Problem description:
The records that follow are to be repeated in full, with no pictures retained.

[Opening Material to process section]

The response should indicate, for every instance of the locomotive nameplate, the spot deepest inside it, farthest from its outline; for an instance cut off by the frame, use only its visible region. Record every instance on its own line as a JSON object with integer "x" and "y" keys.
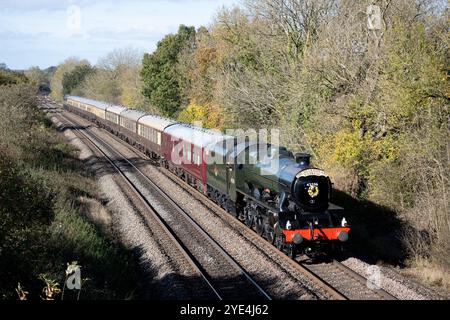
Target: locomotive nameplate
{"x": 311, "y": 172}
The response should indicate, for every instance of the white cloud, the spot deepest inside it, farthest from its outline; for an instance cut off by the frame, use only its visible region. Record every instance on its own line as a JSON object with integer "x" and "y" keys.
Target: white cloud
{"x": 28, "y": 28}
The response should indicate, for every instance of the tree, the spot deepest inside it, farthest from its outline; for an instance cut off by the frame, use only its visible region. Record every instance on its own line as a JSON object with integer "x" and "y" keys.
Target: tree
{"x": 56, "y": 81}
{"x": 74, "y": 78}
{"x": 159, "y": 76}
{"x": 116, "y": 79}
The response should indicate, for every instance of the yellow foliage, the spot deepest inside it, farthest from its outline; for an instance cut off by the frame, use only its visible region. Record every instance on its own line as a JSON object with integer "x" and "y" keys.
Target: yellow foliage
{"x": 207, "y": 115}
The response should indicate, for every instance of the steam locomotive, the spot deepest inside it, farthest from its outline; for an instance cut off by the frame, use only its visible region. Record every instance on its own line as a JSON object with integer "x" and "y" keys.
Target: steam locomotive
{"x": 278, "y": 194}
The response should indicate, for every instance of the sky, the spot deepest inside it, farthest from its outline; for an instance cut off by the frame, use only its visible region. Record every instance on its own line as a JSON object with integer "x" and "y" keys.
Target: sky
{"x": 44, "y": 33}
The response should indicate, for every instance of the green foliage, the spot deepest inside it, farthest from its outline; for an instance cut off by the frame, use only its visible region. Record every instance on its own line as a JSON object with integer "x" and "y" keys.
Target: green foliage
{"x": 56, "y": 80}
{"x": 161, "y": 81}
{"x": 12, "y": 77}
{"x": 74, "y": 78}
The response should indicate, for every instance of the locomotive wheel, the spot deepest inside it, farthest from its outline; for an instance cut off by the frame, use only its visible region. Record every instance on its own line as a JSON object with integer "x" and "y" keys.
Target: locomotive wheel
{"x": 270, "y": 235}
{"x": 260, "y": 228}
{"x": 279, "y": 242}
{"x": 292, "y": 251}
{"x": 249, "y": 220}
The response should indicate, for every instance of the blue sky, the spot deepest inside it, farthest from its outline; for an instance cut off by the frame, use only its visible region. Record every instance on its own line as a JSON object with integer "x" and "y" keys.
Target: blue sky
{"x": 46, "y": 32}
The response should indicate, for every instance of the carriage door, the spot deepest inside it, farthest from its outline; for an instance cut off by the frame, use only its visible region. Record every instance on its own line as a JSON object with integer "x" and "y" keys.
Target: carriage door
{"x": 231, "y": 181}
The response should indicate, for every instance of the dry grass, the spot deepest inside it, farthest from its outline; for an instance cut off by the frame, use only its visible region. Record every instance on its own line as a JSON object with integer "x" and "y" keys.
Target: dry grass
{"x": 429, "y": 273}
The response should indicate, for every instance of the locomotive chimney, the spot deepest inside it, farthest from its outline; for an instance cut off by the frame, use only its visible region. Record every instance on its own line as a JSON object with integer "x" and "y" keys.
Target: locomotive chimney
{"x": 303, "y": 159}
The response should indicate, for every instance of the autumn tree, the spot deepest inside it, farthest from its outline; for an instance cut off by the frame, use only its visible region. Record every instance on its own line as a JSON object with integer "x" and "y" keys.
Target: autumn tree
{"x": 161, "y": 81}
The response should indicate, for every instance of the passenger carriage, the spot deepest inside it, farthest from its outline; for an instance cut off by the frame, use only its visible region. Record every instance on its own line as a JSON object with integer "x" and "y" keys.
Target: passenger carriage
{"x": 150, "y": 129}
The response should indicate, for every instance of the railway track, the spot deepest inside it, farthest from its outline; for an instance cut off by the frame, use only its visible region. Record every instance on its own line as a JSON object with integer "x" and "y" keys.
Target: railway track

[Closing Material to process section]

Output below:
The response should indicate, for every instance of the locomotive nameplate, the spot deepest inside it, farthest from its outline; for an instance cut off by the frame, use only its visible region. Record every instance on its own line as a JSON object with integer "x" and "y" keys.
Target: locomotive nameplate
{"x": 311, "y": 172}
The response should indicate, for every instance of the white cloud, the spot deepest inside it, farthest from its outline; for an instance cut off by the frame, use only its visible region. Record every instance on its own line as a JSON object with integer "x" and "y" keys.
Target: white cloud
{"x": 28, "y": 28}
The response should indicate, for every instance of the tree, the spot deepest inside it, farthest from its outline; for an instance cut off by the frame, use only its visible region. Record every instance on its own line as a JSON object with integer "x" and "y" keys.
Target: tree
{"x": 56, "y": 81}
{"x": 74, "y": 78}
{"x": 159, "y": 76}
{"x": 116, "y": 79}
The response should indicate, for every instance of the yellow foliage, the spot deepest inside it, farthest from its outline; for an instance cut off by the frame, use only its visible region. Record every instance on its own line as a JSON object with integer "x" and "y" keys.
Target: yellow foliage
{"x": 207, "y": 115}
The response should indicate, for every instance of the steam locomotive, the spot deepest inside it, farthest from its outline; for an instance cut off by the frame, use only its visible region. Record every instance on its own line as a JSON object with integer "x" and "y" keys.
Target: steam locomotive
{"x": 278, "y": 194}
The response should indicate, for every instance of the sky, the spot deepest inside it, farthest from its outline; for an instance cut off by the frame, use only its visible region. Record every instance on its own line as a JSON object with integer "x" and "y" keys.
Target: sky
{"x": 44, "y": 33}
The response should indicate, for every instance of the green foliage, the spot deepest inside it, farthest from its outline; for an instance cut off by the frame, use only its visible region. Record every instance on its own line as a JSON object with integer "x" and "y" keys.
Target: green foliage
{"x": 56, "y": 80}
{"x": 161, "y": 81}
{"x": 12, "y": 77}
{"x": 74, "y": 78}
The response should indicate, for every instance of the locomotive wheel, the spot deepest inside it, farthest from its outline; for an instance cut off by the frame, use only its visible region. Record every instance on its own line as a JSON object with integer "x" and "y" keys.
Target: locomotive wheel
{"x": 270, "y": 235}
{"x": 260, "y": 228}
{"x": 279, "y": 242}
{"x": 292, "y": 251}
{"x": 249, "y": 220}
The response should indicate, for every instance of the blue sky, the spot deepest inside it, farthest from its outline; for an instance cut off by the frame, use only its visible region. Record every instance on its own line as a JSON object with integer "x" and "y" keys.
Target: blue sky
{"x": 46, "y": 32}
The response should indicate, for every instance of the carriage door, the spot deepest inside it, farthest from its outline; for an instance cut off by the frame, use only its visible region. Record every instance on its own line as a JSON object with integer "x" and "y" keys.
Target: carriage door
{"x": 231, "y": 181}
The response should indicate, for every instance of the dry grass, the spot deepest inside it, farthest from its outline; for an instance cut off by the frame, use only its visible region. Record every instance on its own line as a JSON object with integer "x" and "y" keys.
Target: dry grass
{"x": 429, "y": 273}
The response should indicate, for every instance of the locomotive chimney, the spot deepest inside it, farthest from its outline; for an instance cut off by the frame, use only its visible region. Record every instance on its own line as a JSON object with integer "x" and "y" keys.
Target: locomotive chimney
{"x": 303, "y": 159}
The response should indicate, for every instance of the autumn tree, the spot deepest inside it, farthest from its outline; for an instance cut off by the frame, use only its visible region. Record every instance on its own line as a JSON object with integer "x" and "y" keys.
Target: autumn tree
{"x": 161, "y": 81}
The response should indicate, for every instance of the passenger carriage, the spot deepest inside it, farthest from its outline; for an instance cut off by the frame, use only its visible region. Record every instance on its own line as a JSON object with integer "x" and "y" keys.
Target: passenger carriage
{"x": 150, "y": 129}
The response should indicate, for every instance of the railway track, the spot deepest inside it, farthest from its outline; for an instance cut off by the frame, use only its visible region. Record every instance on its own line as a JSON object with integer "x" and "y" keys.
Target: railway track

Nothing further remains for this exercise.